### УСЛОВИЕ ЗАДАЧИ 1
Найдите в записях все строки, содержащие слово «wooden», и перепишите каждую из них.

### ПРЕДЛОЖЕННЫЙ ТЕКСТ
********************

Тогда же, 4 июля 1941 года, нас погнали на работу на очистку квартир убитых поляков. Работали мы на ул[ице] Гербуртов, 3 или 5, в особняке. Когда мы вошли, в квартире было все перекидано.
Руководящий нами немец, унтерштурмфюрер[1779] батальона приказал нам собрать и сжечь все грамоты и дипломы, отложить в сторону все ценные вещи, убрать квартиру и подготовить ее к вселению. Кого собрались поселять, мы не знали. Собирая и сжигая дипломы и грамоты, я видел, что документы это профессора Бартеля. Дипломов, грамот, дарственных адресов было очень много. Все именные, адресованные профессору и польскому премьеру Бартелю. Кроме того, было много книг, сувениров с дарственными надписями от студентов и ученых.
Тогда же, в первые дни оккупации, мне приходилось видеть, как немцы и украинцы в немецкой форме грабили магазины, скот в селах и др.

********************

### УСЛОВИЕ ЗАДАЧИ 2
Извлеките предложенный текст о разорении квартиры профессора Бартеля и воспроизведите его целиком, дословно и без каких-либо изменений.

********************

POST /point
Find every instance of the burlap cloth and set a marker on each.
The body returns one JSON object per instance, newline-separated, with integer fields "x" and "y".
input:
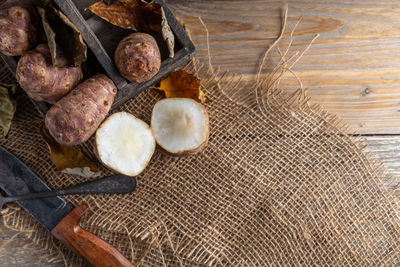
{"x": 280, "y": 183}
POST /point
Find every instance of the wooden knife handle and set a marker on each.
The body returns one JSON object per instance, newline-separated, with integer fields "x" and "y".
{"x": 91, "y": 248}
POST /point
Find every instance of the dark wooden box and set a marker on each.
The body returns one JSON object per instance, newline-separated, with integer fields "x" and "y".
{"x": 102, "y": 39}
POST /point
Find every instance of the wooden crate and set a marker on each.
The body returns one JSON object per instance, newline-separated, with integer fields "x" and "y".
{"x": 102, "y": 39}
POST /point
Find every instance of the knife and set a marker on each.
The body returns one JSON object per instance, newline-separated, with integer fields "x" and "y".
{"x": 56, "y": 215}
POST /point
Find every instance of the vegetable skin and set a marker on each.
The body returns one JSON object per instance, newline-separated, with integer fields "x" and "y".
{"x": 43, "y": 82}
{"x": 137, "y": 57}
{"x": 76, "y": 117}
{"x": 17, "y": 31}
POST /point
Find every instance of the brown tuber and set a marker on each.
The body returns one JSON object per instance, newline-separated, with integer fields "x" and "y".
{"x": 137, "y": 57}
{"x": 43, "y": 82}
{"x": 17, "y": 33}
{"x": 76, "y": 117}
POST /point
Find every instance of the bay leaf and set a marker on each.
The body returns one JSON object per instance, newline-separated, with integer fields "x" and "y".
{"x": 69, "y": 159}
{"x": 66, "y": 44}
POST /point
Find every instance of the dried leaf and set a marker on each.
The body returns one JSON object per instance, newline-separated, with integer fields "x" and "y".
{"x": 69, "y": 159}
{"x": 8, "y": 106}
{"x": 182, "y": 84}
{"x": 66, "y": 45}
{"x": 137, "y": 15}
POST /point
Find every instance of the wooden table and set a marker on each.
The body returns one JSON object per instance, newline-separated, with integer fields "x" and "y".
{"x": 352, "y": 69}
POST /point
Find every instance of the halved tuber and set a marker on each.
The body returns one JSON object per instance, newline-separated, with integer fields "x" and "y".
{"x": 180, "y": 125}
{"x": 124, "y": 143}
{"x": 17, "y": 33}
{"x": 43, "y": 82}
{"x": 137, "y": 57}
{"x": 76, "y": 117}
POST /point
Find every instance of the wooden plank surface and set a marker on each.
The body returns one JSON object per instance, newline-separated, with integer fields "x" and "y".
{"x": 352, "y": 69}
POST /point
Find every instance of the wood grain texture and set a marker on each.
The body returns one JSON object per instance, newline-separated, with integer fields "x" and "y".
{"x": 352, "y": 69}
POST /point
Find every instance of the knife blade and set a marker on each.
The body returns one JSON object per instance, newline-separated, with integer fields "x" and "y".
{"x": 55, "y": 214}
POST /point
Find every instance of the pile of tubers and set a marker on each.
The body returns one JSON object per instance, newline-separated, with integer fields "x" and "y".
{"x": 123, "y": 142}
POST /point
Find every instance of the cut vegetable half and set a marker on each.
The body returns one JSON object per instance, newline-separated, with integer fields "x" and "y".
{"x": 180, "y": 125}
{"x": 125, "y": 143}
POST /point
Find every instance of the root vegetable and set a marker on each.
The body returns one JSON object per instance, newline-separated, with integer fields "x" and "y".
{"x": 180, "y": 125}
{"x": 17, "y": 33}
{"x": 137, "y": 57}
{"x": 124, "y": 143}
{"x": 75, "y": 118}
{"x": 43, "y": 82}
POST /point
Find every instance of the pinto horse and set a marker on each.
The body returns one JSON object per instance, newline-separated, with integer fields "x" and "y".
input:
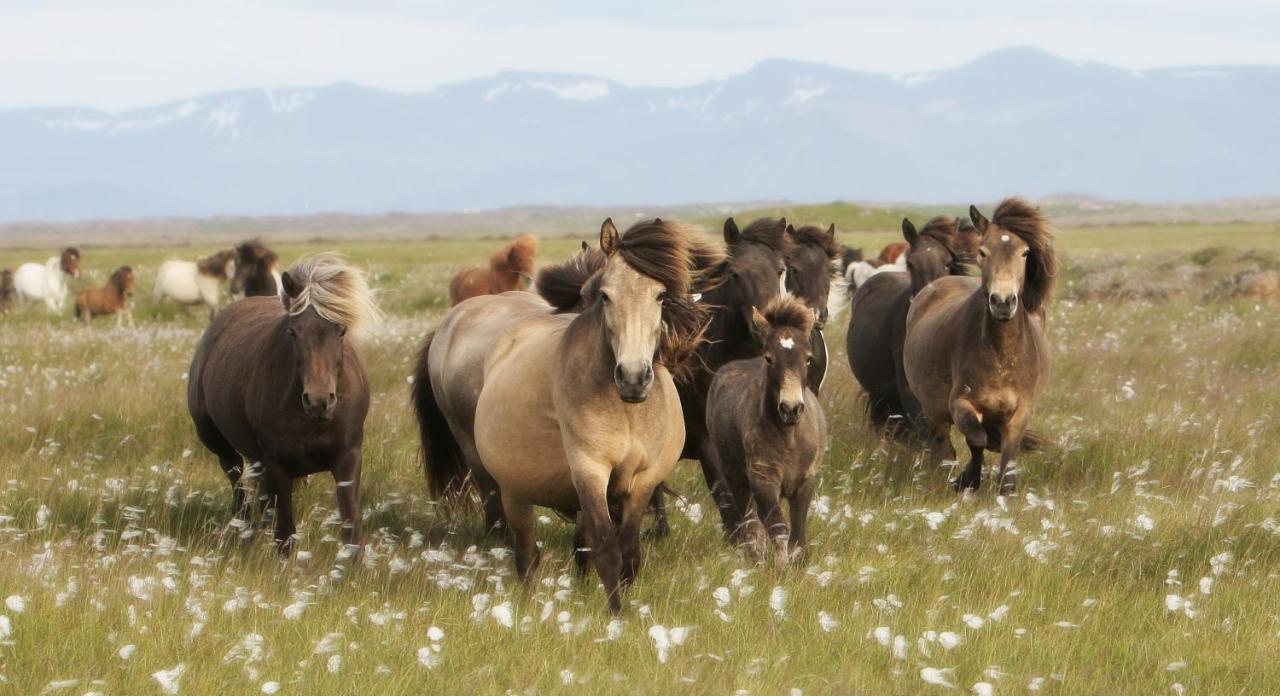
{"x": 976, "y": 352}
{"x": 48, "y": 282}
{"x": 280, "y": 383}
{"x": 580, "y": 412}
{"x": 510, "y": 269}
{"x": 112, "y": 298}
{"x": 449, "y": 374}
{"x": 877, "y": 328}
{"x": 812, "y": 269}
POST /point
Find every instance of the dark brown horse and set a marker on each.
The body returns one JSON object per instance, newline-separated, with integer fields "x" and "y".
{"x": 976, "y": 351}
{"x": 752, "y": 278}
{"x": 112, "y": 298}
{"x": 282, "y": 384}
{"x": 8, "y": 292}
{"x": 812, "y": 268}
{"x": 255, "y": 271}
{"x": 510, "y": 269}
{"x": 768, "y": 431}
{"x": 877, "y": 328}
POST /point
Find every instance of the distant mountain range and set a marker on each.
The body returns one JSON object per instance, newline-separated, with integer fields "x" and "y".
{"x": 1013, "y": 120}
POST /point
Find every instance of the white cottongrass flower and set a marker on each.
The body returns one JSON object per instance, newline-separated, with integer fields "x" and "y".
{"x": 778, "y": 601}
{"x": 937, "y": 677}
{"x": 827, "y": 622}
{"x": 169, "y": 678}
{"x": 503, "y": 614}
{"x": 664, "y": 640}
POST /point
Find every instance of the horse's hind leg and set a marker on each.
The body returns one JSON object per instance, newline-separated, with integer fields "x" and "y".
{"x": 520, "y": 523}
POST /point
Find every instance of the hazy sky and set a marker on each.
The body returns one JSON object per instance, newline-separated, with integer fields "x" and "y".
{"x": 117, "y": 54}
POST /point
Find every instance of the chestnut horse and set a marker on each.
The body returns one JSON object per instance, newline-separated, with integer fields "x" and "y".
{"x": 449, "y": 374}
{"x": 580, "y": 413}
{"x": 112, "y": 298}
{"x": 768, "y": 431}
{"x": 510, "y": 269}
{"x": 976, "y": 351}
{"x": 813, "y": 266}
{"x": 280, "y": 383}
{"x": 877, "y": 328}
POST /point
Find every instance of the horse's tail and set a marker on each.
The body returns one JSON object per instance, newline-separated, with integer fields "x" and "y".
{"x": 442, "y": 459}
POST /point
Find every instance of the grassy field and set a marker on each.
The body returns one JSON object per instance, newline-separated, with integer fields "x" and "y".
{"x": 1141, "y": 555}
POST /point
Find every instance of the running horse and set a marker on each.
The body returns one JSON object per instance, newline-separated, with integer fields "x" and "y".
{"x": 510, "y": 269}
{"x": 280, "y": 383}
{"x": 580, "y": 412}
{"x": 976, "y": 352}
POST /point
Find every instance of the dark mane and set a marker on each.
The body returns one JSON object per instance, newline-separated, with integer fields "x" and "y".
{"x": 562, "y": 283}
{"x": 1028, "y": 223}
{"x": 789, "y": 312}
{"x": 816, "y": 236}
{"x": 675, "y": 256}
{"x": 771, "y": 232}
{"x": 215, "y": 264}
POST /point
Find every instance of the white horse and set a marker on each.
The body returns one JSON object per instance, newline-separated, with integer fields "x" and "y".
{"x": 48, "y": 283}
{"x": 193, "y": 283}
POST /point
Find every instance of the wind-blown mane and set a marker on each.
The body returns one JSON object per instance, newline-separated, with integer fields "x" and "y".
{"x": 673, "y": 255}
{"x": 562, "y": 284}
{"x": 336, "y": 291}
{"x": 1025, "y": 220}
{"x": 516, "y": 257}
{"x": 215, "y": 264}
{"x": 789, "y": 312}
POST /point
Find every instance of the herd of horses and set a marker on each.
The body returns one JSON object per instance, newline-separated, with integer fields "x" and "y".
{"x": 579, "y": 388}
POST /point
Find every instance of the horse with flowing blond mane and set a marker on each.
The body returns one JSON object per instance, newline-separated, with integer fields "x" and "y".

********************

### ПОЛНОЕ РЕШЕНИЕ 1
Find every instance of the wooden knife handle and set a marker on each.
Find every instance of the dark wooden box and set a marker on each.
Find every instance of the wooden crate and set a marker on each.
Find every instance of the wooden table and set a marker on each.
Find every instance of the wooden plank surface and set a marker on each.

### ПОЛНОЕ РЕШЕНИЕ 2
Тогда же, 4 июля 1941 года, нас погнали на работу на очистку квартир убитых поляков. Работали мы на ул[ице] Гербуртов, 3 или 5, в особняке. Когда мы вошли, в квартире было все перекидано.
Руководящий нами немец, унтерштурмфюрер[1779] батальона приказал нам собрать и сжечь все грамоты и дипломы, отложить в сторону все ценные вещи, убрать квартиру и подготовить ее к вселению. Кого собрались поселять, мы не знали. Собирая и сжигая дипломы и грамоты, я видел, что документы это профессора Бартеля. Дипломов, грамот, дарственных адресов было очень много. Все именные, адресованные профессору и польскому премьеру Бартелю. Кроме того, было много книг, сувениров с дарственными надписями от студентов и ученых.
Тогда же, в первые дни оккупации, мне приходилось видеть, как немцы и украинцы в немецкой форме грабили магазины, скот в селах и др.